## [Passage to read]
══════════
From the "Your Spellbook" sidebar, page 32 of the Player's Basic Rules (v0.2):
When you find a wizard spell of 1st level or higher, you can add it to your spellbook if it is of a level for which you have spell slots and if you can spare the time to decipher and copy it.
Emphasis mine. Only spells on the Wizard list can be learned in this way. In this area, there is no difference between spells written in a spellbook and spells written on scrolls. The difference is between Wizard spells and non-Wizard spells.
Even if the game allowed you to copy a non-Wizard spell into your spellbook, we have in Preparing and Casting Spells, page 30:
You prepare the list of wizard spells that are available for you to cast. To do so, choose a number of wizard spells from your spellbook equal to your Intelligence modifier + your wizard level (minimum of one spell).
So even if you could write non-Wizard spells in your spellbook, you couldn't prepare them and therefore couldn't cast them.
Further down the same page, you can cast rituals without preparing them, but even there, we have:
You can cast a wizard spell as a ritual if that spell has the ritual tag and you have the spell in your spellbook.
So, you can't copy non-Wizard spells into your spellbook, and even if you could, there's just no way to cast them.
Wizards can't use scrolls that are not on their list either, since we have on page 60 of the DM's Basic Rules:
If the spell is on your class's spell list, you can use an action to read the scroll and cast its spell without having to provide any of the spell's components. Otherwise, the scroll is unintelligible.
══════════
## [Data provided]
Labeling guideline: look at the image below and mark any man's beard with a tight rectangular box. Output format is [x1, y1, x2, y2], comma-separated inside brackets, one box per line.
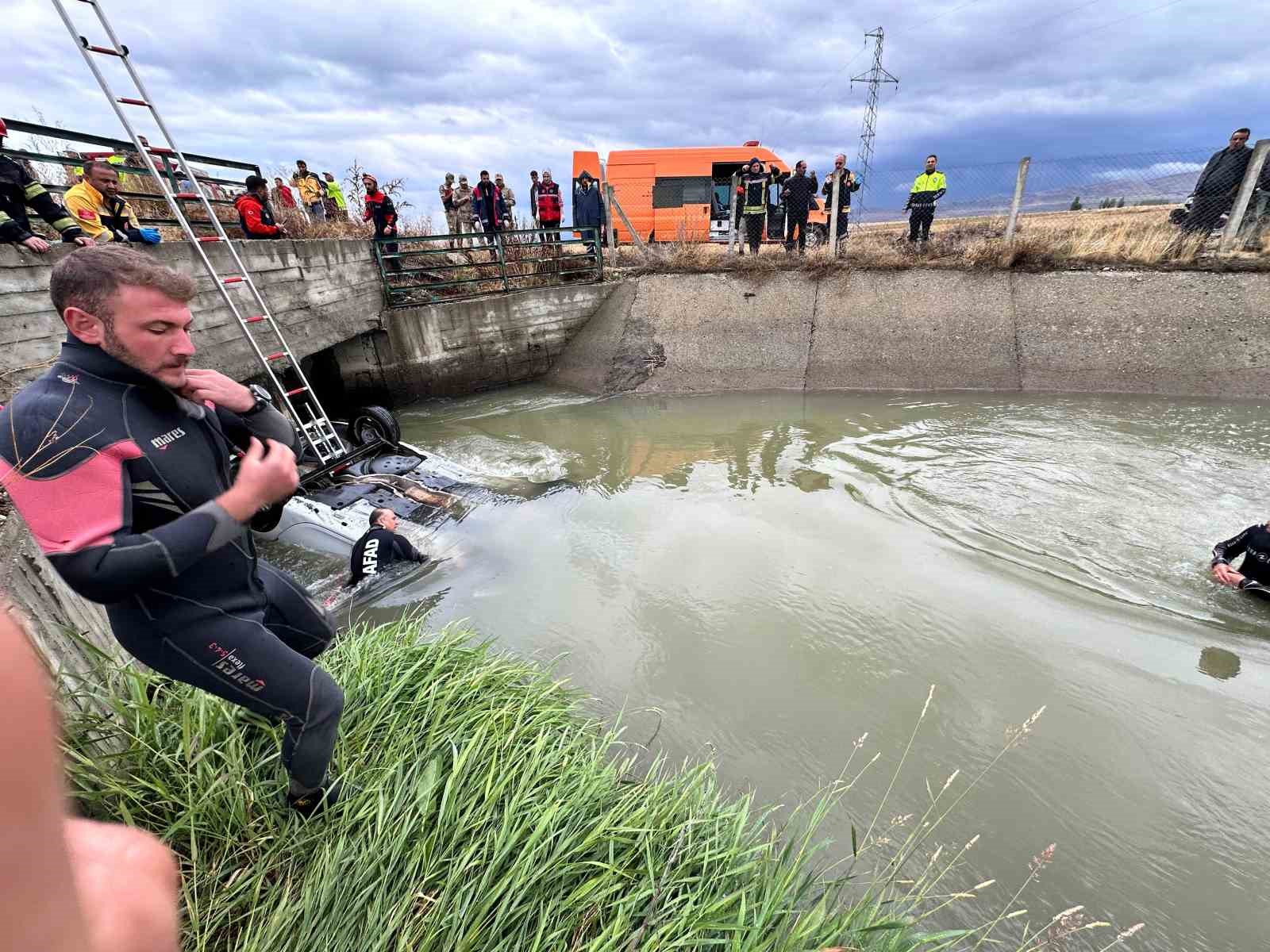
══════════
## [Work to do]
Carry on the rules discussion about copying spells into a wizard's spellbook, picking up after its last sentence.

## [Output for this exercise]
As to why this is (from a narrative perspective), every method of spellcasting works differently. For example, the Wizard and the Sorcerer probably have the most similar spell lists, but the Wizard uses magic through painstaking study and preparation, where a sorcerer simply unleashes the power they have within them. So a spell that isn't on the Wizard spell list is probably just impossible to cast using the Wizard method of spellcasting.
From a balance perspective, obviously it would be completely unfair if Wizards had access to every spell in the game.
Yes, the wording does mean that a cleric of the Light Domain gains 'Fireball' as part of the Cleric Spell List; and here's why the wording is different. I hope the following helps explain why
"The following spells are added to the warlock spell list for you," which shows that Fiend patron warlocks have Fireball in their spell lists, and so should be able to use Spell Scrolls of fireball.
The above Warlock phrasing, just as it's phrased for Wizards and other spell casting classes that gain extra spells through means of specialization, is phrased that way because each of those classes have a spell list that they must choose spells from as they level up. They do not inherently know all spells available to a Warlock. So the phrasing in this case means the fireball spell is added to the list of spells he can POTENTIALLY add to his 'Spells Known' list. For intents and purposes, those are now on his Warlock Spell List
Now enter Cleric, and the Paladin; which have very different methods of spell learning.
If you have a domain spell that doesn't appear on the cleric spell list, the spell is nonetheless a cleric spell for you."
It must phrase it like this because Clerics and Paladins do not have to choose what spells they learn as they level. Clerics and Paladins inherently have the knowledge of every spell on their list....because we're awesome like that....and can prepare spells as needed in between long rests. If I wanted to go with cure wounds one day and then give up cure wounds to take Inflict Wounds after a long rest? I can do that freely. I have direct access to every spell available to Clerics. So when I choose Light Domain and it says the Fireball spell that isn't on my class list nonetheless becomes a cleric spell? It's now part of my knowledge of cleric spells (On my list of spells), and thus able to be utilized in scroll form since I now have the knowledge of how 'Fireball' works magically.
The only reason it doesn't say these spells are added to your spell list for you, is because it wouldn't matter in a Cleric or Paladin's case. Any spell that's on our spell list is a spell we can cast should we choose to. Any spell that's on a Warlock/Wizard/Sorcerer spell list, is a spell they can cast only if they chose it from their spell list when gaining levels.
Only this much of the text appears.